### Kutipan Dokumen
.....

JAKARTA, KOMPAS.com - Kasus dugaan suap yang menjerat Kepala Basarnas Marsdya Henri Alfiandi memperlihatkan sistem pengadaan barang dan jasa pemerintah secara digital (e-procurement), yang diharapkan menjadi salah satu cara pencegahan korupsi ternyata masih bisa dipermainkan melalui persekongkolan.
Permainan dalam proyek pengadaan di Basarnas dimulai bahkan sebelum proses lelang. Para perusahaan yang bakal mengikuti tender terlebih dulu mendekat pucuk pimpinan instansi melalui sekretaris.
Dalam pertemuan antara Henri dan sejumlah pimpinan perusahaan yang bakal menjadi peserta lelang itulah terjadi persekongkolan. Mulai dari pembahasan jatah komisi atau fee yang harus disetor sampai rekayasa proses lelang dengan terlebih dulu menyepakati perusahaan mana yang bakal menggarap sebuah proyek.
Baca juga: Kepala Basarnas Klaim Uang yang Diterima lewat Bawahannya untuk Keperluan Kantor
Setelah sepakat, para pimpinan perusahaan itu juga mendekati pejabat pembuat komitmen (PPK) di satuan kerja terkait buat memastikan proyek yang mereka incar tidak diganggu.
Wakil Ketua Komisi Pemberantasan Korupsi (KPK) Alexander Marwata bahkan mengatakan, sistem pengadaan pemerintah secara digital guna mencegah rasuah tetap bisa diakali. Dan hal itu terungkap di dalam kasus Henri.
"Bagaimana bisa padahal sudah menggunakan e-procurement? Dan ternyata memang bisa. Jadi sistem apapun yang dibangun ketika itu dilakukan persekongkolan maka jebol juga," kata Alexander dalam jumpa pers di Gedung Merah Putih KPK pada Rabu (26/7/2023) lalu.
Perkara dugaan suap dalam pengadaan di Basarnas itu terkuak melalui operasi tangkap tangan terhadap Koordinator Administrasi (Koorsmin) Kabasarnas RI Letkol Adm Afri Budi Cahyanto.

.....

### Bagian Data
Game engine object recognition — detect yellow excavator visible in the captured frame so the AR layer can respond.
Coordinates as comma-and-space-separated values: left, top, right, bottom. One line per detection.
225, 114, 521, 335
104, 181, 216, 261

.....

### Petunjuk Tugas
1: Sebutkan setiap orang yang disebut namanya dalam artikel suap Basarnas, lengkap dengan jabatan atau pangkat yang ditulis bersama nama tersebut.
2: Tulis bagian berikutnya dari artikel suap Basarnas, mulai tepat setelah kalimat terakhir yang ditampilkan.

### Hasil per Tugas
1:
- Marsdya Henri Alfiandi, Kepala Basarnas
- Alexander Marwata, Wakil Ketua Komisi Pemberantasan Korupsi (KPK)
- Letkol Adm Afri Budi Cahyanto, Koordinator Administrasi (Koorsmin) Kabasarnas RI

2:
Baca juga: KPK Akan Temui Panglima TNI Bahas soal Tim Koneksitas Usut Dugaan Suap Kepala Basarnas
Dari sana penyidik KPK memperoleh bukti kaitan Henri dalam dugaan suap pengadaan proyek di lembaga itu. Alhasil KPK juga menyatakan akan mengevaluasi seluruh proyek pengadaan di Basarnas.
Problematika yang kerap terjadi dalam proses pengadaan barang dan jasa pemerintah adalah keikutsertaan perusahaan bukan produsen atau perantara (broker).
Praktik broker memang tidak bisa dilarang karena sah dalam perdagangan. Namun, dalam hal ini pemerintah juga dituntut jeli supaya terhindar dari jerat korupsi atau penggelembungan harga dalam transaksi, sehingga akhirnya merugikan keuangan negara.
Alexander menyampaikan pemerintah memberi keleluasaan bagi lembaga atau instansi buat melakukan penunjukkan langsung terhadap perusahaan tertentu dalam pengadaan, dengan syarat jika barang dan jasa yang dimaksud hanya diproduksi oleh satu produsen atau tanpa pesaing.
Baca juga: Kepala Basarnas Nilai Penetapan Tersangka oleh KPK Tidak Sesuai Prosedur
Kebijakan itu diharapkan memperkecil potensi penyimpangan dan bisa menekan harga pembelian ketimbang harus melalui perusahaan perantara, yang kemungkinan juga akan membeli dari produsen yang sama jika barang yang hendak dibeli sangat spesifik.
Pakar hukum pidana dan pemberantasan pencucian uang Yenti Ganarsih mengatakan, pemerintah tidak hanya bisa bergantung terhadap modernisasi sistem pengadaan barang dan jasa buat mencegah korupsi dalam proyek pengadaan pada lembaga atau instansi.
"Digitalisasi bukan segalanya. Mereka main di layer bawah (kongkalikong), sebelum masuk sistem. Jadi digitalisasi hanya formalnya saja," kata Yenti saat dihubungi pada Kamis (28/7/2023).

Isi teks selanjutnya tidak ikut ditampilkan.